▶ [TASK PROMPT]: Print the records below exactly as they appear.

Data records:
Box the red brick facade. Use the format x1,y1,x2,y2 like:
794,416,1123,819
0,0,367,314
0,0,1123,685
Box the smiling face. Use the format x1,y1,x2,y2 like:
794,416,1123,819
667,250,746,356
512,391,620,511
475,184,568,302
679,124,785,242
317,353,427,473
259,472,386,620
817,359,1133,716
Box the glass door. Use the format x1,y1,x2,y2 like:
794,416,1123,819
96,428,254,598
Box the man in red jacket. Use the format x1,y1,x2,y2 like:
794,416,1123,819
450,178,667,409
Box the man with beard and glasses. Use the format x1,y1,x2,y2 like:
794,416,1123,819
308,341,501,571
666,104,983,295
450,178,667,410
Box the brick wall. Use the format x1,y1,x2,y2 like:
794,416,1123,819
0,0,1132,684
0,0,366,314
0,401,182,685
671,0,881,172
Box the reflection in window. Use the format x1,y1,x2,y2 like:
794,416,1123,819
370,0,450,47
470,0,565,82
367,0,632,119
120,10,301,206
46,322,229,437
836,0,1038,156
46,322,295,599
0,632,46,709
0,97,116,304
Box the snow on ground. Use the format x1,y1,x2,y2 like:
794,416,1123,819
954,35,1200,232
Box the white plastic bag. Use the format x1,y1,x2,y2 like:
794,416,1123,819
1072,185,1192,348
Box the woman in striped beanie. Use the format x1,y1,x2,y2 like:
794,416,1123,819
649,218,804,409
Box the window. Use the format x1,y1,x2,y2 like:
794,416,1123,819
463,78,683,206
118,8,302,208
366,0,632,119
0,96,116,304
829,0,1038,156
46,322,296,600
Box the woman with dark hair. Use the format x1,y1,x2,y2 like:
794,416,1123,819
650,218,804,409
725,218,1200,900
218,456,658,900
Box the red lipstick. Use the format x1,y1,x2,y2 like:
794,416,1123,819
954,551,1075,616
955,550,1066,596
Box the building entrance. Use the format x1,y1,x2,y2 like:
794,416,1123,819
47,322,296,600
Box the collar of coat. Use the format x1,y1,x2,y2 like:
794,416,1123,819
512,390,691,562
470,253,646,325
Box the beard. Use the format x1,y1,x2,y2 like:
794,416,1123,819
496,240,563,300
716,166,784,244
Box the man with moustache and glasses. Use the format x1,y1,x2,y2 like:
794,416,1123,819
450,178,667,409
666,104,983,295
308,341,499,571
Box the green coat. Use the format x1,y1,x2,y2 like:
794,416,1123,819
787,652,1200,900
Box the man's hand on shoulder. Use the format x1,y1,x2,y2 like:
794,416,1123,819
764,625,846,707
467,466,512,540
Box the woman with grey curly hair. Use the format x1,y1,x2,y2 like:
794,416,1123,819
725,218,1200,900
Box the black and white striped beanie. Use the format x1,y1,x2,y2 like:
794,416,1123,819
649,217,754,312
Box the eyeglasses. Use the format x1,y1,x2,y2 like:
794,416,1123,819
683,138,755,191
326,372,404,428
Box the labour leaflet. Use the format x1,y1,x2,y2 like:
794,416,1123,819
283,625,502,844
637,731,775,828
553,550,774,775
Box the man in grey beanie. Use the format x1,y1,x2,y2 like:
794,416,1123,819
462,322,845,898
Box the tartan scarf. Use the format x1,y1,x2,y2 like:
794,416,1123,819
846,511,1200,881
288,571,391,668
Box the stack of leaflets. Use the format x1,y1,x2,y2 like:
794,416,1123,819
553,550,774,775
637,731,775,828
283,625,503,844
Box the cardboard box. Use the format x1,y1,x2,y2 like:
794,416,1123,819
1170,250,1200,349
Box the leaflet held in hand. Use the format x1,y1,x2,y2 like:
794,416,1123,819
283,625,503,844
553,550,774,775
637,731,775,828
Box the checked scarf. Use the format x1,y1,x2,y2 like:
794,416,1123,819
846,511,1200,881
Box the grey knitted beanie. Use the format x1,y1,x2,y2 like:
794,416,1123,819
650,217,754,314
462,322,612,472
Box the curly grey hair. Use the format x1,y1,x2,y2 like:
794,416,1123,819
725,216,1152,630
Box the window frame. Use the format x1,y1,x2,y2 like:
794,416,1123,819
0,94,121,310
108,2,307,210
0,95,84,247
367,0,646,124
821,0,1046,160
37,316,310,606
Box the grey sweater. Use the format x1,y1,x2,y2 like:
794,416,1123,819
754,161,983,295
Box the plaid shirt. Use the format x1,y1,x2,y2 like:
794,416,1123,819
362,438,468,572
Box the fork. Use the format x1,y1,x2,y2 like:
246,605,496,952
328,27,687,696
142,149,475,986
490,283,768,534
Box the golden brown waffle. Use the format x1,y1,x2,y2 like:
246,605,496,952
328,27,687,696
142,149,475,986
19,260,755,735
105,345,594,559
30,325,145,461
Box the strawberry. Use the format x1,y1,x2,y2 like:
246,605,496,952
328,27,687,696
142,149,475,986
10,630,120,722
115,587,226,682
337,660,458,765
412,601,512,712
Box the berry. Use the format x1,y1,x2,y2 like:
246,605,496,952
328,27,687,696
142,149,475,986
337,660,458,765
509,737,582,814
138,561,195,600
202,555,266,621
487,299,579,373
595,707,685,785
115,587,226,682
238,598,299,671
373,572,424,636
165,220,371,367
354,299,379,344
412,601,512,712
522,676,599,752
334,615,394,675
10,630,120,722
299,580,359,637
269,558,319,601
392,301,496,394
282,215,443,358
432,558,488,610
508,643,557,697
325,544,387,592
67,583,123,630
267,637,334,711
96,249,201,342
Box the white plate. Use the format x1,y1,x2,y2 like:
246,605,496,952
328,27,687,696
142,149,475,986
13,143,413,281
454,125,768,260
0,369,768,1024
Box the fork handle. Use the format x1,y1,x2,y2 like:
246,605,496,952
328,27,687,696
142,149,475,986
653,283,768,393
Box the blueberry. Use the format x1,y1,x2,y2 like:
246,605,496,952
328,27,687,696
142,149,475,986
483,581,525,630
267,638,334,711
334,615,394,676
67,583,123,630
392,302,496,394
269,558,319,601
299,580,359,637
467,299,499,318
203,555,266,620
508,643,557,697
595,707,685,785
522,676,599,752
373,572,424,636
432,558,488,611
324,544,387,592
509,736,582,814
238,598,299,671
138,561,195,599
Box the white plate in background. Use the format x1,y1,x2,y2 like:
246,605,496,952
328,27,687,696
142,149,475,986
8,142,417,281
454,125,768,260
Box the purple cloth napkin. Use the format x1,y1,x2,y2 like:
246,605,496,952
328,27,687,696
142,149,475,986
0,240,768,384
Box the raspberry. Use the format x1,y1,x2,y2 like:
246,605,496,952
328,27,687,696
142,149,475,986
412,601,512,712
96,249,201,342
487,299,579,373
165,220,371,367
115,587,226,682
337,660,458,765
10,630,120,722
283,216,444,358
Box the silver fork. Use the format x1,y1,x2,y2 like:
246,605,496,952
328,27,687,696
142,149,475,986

▶ [ANSWER TO THIS PROBLEM]:
Box the red brick facade. Use the format x1,y1,x2,y2 like:
794,416,1123,819
0,0,367,314
0,0,1123,685
Box the smiling face. Use the format x1,y1,x2,y2 like:
794,416,1123,819
667,250,746,356
512,391,620,511
475,184,568,302
679,124,785,242
317,353,427,473
259,472,386,620
817,359,1133,716
Box the glass door. Use the format x1,y1,x2,y2 like:
794,416,1123,819
96,428,254,598
Box the man in red jacket. Use the format x1,y1,x2,y2 like:
794,416,1123,819
450,178,667,409
Box the man with beard and glasses. Use the format x1,y1,x2,y2 like:
794,416,1123,819
308,341,501,571
666,104,983,295
450,178,667,410
Box the brick wall. Use the format x1,y1,x2,y2 like:
794,416,1123,819
0,0,1132,684
0,0,366,314
0,401,182,685
671,0,881,172
Box the reflection in window. Use the format x1,y1,x2,y2 like:
794,416,1123,819
370,0,450,47
470,0,565,82
367,0,632,119
120,10,301,206
46,322,229,437
836,0,1038,156
46,322,295,599
0,632,46,709
0,97,116,304
Box the snow on ground. Use the format x1,y1,x2,y2 like:
794,416,1123,819
954,35,1200,232
Box the white plastic bag. Use the format x1,y1,x2,y2 like:
794,416,1123,819
1072,185,1192,348
Box the woman in striped beanie. Use the format x1,y1,x2,y2 like:
794,416,1123,819
649,218,804,409
Box the window. Use the format x1,y1,x2,y2 like:
794,416,1123,819
463,78,683,206
118,8,302,208
366,0,632,119
0,96,116,304
829,0,1038,156
46,322,296,600
Box the woman with dark hair. Use the format x1,y1,x2,y2 like:
794,416,1123,819
650,218,804,409
725,218,1200,900
218,456,658,900
Box the red lipstick. Use the format x1,y1,x2,y2 like:
794,416,1123,819
954,551,1075,616
955,550,1066,596
Box the building entrance. Use the format x1,y1,x2,y2 like:
794,416,1123,819
47,322,296,600
Box the collar of coat. Use the format x1,y1,x2,y2 like:
794,416,1123,819
512,390,691,562
470,253,646,325
Box the beard. Use the format x1,y1,x2,y2 like:
794,416,1123,819
496,240,563,300
716,166,784,244
Box the man with moustache and glasses. Use the format x1,y1,x2,y2 like:
794,416,1123,819
450,178,667,409
666,104,983,295
308,341,499,571
Box the green coat. Use the format x1,y1,x2,y2 like:
794,416,1123,819
787,652,1200,900
Box the man's hand on shoulder. Use the format x1,y1,x2,y2 like:
794,416,1123,819
764,625,846,707
467,466,512,540
Box the woman with grey curly hair. Use the format x1,y1,x2,y2 like:
794,416,1123,819
725,218,1200,900
Box the black and white striped beanie. Use the format x1,y1,x2,y2 like:
794,416,1123,819
649,217,754,312
Box the eyeglasses. Use the format x1,y1,x2,y2 like:
794,416,1123,819
683,138,755,191
326,372,404,428
Box the labour leaflet. Use the format x1,y1,x2,y2 like:
794,416,1123,819
283,625,502,844
637,731,775,828
553,550,774,775
Box the man in grey beanie. Use the format x1,y1,x2,y2 like:
794,416,1123,819
462,322,845,898
Box the tartan scarf. Use the format x1,y1,x2,y2 like:
794,416,1123,819
846,511,1200,881
288,571,391,668
Box the stack of leaflets. Use the format x1,y1,x2,y2 like:
794,416,1123,819
553,550,774,775
637,731,775,828
283,625,503,844
Box the cardboard box. Use the format x1,y1,x2,y2 like:
794,416,1123,819
1170,250,1200,349
Box the leaflet held in hand. Use the format x1,y1,x2,y2 like:
794,416,1123,819
283,625,503,844
553,550,774,775
637,731,775,828
Box the checked scarf. Use the format x1,y1,x2,y2 like:
794,416,1123,819
846,511,1200,881
Box the grey knitted beanie. Use the format x1,y1,x2,y2 like:
794,416,1123,819
650,217,754,314
462,322,612,472
Box the curly grey hair. Use the format x1,y1,x2,y2 like:
794,416,1123,819
725,216,1152,630
Box the window frame. Use the format x1,y1,x2,y2 like:
794,416,1123,819
0,94,121,310
108,2,307,210
0,95,84,247
367,0,646,124
821,0,1046,160
37,316,310,606
Box the grey sweater. Use the format x1,y1,x2,y2 like:
794,416,1123,819
754,161,983,295
Box the plaid shirt. Use the format x1,y1,x2,y2 like:
794,416,1123,819
362,438,468,572
Box the fork. Use the format x1,y1,x2,y2 like:
246,605,496,952
328,27,687,696
142,149,475,986
490,283,768,534
Box the golden brown waffle. Use the format x1,y1,x2,y2 like:
246,605,496,952
328,27,687,696
142,149,475,986
19,260,755,735
105,345,594,559
30,325,145,461
Box the strawberry. Use the format x1,y1,x2,y2 like:
246,605,496,952
328,27,687,696
142,149,475,986
10,630,120,722
115,587,226,682
337,660,458,765
412,601,512,712
Box the berry. Use the format x1,y1,x2,y2 like:
246,605,496,952
328,27,687,696
142,149,475,986
337,660,458,765
509,737,582,814
138,561,195,600
202,555,266,621
487,299,579,373
595,707,685,785
115,587,226,682
238,598,299,671
373,572,424,636
165,220,371,367
354,299,379,344
412,601,512,712
522,676,599,752
334,615,394,675
10,630,120,722
299,580,359,637
269,558,319,601
392,301,496,394
282,215,443,358
432,558,488,610
508,643,557,697
325,544,387,592
67,583,123,630
267,637,334,711
96,249,201,342
Box the white plate. Use the format x1,y1,x2,y2 like:
246,605,496,952
328,27,687,696
142,149,475,986
13,143,413,281
454,125,768,260
0,369,768,1024
Box the fork handle. Use the format x1,y1,x2,y2 like:
246,605,496,952
328,27,687,696
142,149,475,986
653,283,768,393
Box the blueberry. Use the format x1,y1,x2,y2 like:
246,605,496,952
328,27,687,696
142,149,475,986
483,581,525,630
267,638,334,711
334,615,394,676
67,583,123,630
392,302,496,394
269,558,319,601
299,580,359,637
467,299,499,318
203,555,266,620
508,643,557,697
595,707,685,785
522,676,599,752
373,572,424,636
432,558,488,611
324,544,387,592
509,736,582,814
238,598,299,671
138,561,195,599
Box the white plate in background. Use the format x1,y1,x2,y2 like:
246,605,496,952
328,27,687,696
142,149,475,986
8,142,417,281
454,125,768,260
Box the purple cloth napkin. Use the format x1,y1,x2,y2 like:
246,605,496,952
328,27,687,696
142,149,475,986
0,240,768,384
Box the raspberry. Use the format x1,y1,x2,y2 like:
246,605,496,952
328,27,687,696
142,149,475,986
412,601,512,712
96,249,201,342
487,299,579,373
165,220,371,367
115,587,226,682
337,660,458,765
10,630,120,722
283,216,444,358
Box the silver fork. Use the format x1,y1,x2,y2 like:
246,605,496,952
328,27,687,696
142,149,475,986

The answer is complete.